## EXERCISE DIRECTIONS
Collect every row below that contains the word "dark" and copy each one unchanged. Case counts.

## ENTRIES
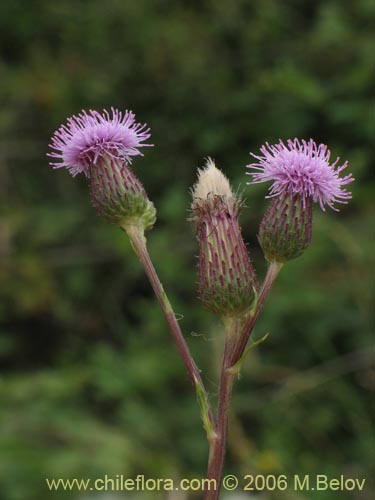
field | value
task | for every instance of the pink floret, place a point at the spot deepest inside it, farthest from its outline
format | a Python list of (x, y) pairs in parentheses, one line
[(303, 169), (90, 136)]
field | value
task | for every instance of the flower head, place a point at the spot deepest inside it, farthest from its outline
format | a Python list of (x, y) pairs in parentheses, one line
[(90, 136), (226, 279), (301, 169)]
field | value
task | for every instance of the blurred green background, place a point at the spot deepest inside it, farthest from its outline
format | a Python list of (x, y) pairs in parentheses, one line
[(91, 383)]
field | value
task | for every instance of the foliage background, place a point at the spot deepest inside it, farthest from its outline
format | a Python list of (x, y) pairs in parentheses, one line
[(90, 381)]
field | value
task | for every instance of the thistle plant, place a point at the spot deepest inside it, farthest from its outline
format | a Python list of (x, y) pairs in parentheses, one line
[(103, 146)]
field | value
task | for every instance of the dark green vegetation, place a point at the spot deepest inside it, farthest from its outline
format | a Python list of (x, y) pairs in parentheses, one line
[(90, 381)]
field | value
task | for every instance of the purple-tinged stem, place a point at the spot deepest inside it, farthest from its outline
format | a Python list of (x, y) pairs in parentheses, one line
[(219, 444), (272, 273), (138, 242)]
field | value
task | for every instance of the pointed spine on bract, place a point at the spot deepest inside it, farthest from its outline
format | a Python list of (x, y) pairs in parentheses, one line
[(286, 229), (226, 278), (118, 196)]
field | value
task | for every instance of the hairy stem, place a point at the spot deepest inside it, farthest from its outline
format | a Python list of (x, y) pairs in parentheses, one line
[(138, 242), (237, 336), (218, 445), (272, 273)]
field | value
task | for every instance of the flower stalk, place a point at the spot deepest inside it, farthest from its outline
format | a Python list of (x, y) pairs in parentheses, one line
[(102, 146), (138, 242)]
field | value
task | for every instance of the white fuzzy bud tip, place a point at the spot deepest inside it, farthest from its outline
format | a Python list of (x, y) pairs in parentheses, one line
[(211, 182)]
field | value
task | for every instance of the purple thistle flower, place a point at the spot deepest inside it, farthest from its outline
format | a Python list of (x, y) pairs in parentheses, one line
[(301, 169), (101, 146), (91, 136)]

...

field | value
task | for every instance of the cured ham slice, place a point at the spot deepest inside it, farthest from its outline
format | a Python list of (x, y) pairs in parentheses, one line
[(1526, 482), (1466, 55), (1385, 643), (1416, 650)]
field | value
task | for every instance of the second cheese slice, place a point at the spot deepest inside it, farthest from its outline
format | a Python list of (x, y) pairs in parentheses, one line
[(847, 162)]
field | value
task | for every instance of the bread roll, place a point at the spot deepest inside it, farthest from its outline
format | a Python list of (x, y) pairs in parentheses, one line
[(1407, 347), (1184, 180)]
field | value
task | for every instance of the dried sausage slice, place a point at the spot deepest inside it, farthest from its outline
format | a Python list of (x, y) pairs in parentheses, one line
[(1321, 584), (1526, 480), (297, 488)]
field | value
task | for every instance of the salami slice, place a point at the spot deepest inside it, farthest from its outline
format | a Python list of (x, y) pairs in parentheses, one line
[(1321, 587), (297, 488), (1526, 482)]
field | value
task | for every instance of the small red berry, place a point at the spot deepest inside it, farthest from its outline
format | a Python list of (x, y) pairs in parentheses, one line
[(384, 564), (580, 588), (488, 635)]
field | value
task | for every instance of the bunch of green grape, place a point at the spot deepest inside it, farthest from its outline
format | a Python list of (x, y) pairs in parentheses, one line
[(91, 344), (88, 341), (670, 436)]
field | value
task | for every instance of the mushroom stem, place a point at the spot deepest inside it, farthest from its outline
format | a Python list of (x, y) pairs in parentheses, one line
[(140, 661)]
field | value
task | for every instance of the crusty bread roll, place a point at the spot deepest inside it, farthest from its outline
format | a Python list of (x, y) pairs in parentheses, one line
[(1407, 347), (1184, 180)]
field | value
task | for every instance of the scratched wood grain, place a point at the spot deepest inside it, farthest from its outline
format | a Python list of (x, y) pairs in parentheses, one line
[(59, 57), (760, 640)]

==

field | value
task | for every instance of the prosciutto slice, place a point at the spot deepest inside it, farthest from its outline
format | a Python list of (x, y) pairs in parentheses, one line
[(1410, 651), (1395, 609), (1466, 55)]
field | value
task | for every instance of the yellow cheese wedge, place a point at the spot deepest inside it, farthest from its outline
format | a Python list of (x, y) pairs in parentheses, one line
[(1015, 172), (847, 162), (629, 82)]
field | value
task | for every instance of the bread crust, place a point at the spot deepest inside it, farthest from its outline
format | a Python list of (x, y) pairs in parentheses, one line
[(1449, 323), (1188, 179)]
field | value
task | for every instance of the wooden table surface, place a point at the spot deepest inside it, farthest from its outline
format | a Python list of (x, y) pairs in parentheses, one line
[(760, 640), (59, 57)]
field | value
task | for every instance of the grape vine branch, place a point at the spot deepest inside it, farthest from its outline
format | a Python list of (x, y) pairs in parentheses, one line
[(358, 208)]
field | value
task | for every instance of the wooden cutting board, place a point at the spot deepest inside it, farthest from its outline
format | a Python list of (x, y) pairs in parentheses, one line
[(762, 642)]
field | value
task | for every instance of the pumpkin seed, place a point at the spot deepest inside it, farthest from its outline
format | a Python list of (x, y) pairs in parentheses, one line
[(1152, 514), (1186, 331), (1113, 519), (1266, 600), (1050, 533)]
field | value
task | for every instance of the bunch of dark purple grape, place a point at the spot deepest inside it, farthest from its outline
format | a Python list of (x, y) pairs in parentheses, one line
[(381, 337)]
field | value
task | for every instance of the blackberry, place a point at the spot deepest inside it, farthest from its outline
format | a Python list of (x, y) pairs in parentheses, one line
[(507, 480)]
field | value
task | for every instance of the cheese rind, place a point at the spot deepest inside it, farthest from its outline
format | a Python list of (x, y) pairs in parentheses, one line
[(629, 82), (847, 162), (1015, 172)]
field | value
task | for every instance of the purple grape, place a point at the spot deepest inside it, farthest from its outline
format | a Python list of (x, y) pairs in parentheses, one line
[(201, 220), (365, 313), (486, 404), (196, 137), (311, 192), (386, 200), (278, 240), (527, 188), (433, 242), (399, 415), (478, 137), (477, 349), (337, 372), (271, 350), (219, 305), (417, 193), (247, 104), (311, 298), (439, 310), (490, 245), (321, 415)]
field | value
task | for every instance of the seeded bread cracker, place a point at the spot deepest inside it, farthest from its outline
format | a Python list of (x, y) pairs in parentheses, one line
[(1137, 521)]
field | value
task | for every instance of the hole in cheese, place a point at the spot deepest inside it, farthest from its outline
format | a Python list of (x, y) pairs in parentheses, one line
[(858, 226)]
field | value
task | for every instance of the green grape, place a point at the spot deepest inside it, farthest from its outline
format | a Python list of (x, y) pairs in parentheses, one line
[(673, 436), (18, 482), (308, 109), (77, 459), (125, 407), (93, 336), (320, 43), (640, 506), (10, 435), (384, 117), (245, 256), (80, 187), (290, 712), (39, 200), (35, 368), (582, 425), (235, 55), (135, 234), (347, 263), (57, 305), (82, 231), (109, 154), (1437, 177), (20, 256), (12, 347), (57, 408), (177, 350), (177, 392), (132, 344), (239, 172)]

## COMPLETE OUTPUT
task | for every instance of the dark green vegetation, place a point at the spot deepest inside it, farthest from its outline
task | for every instance of the bunch of dark purple grape, place a point at the spot deepest inside it, farthest from its outline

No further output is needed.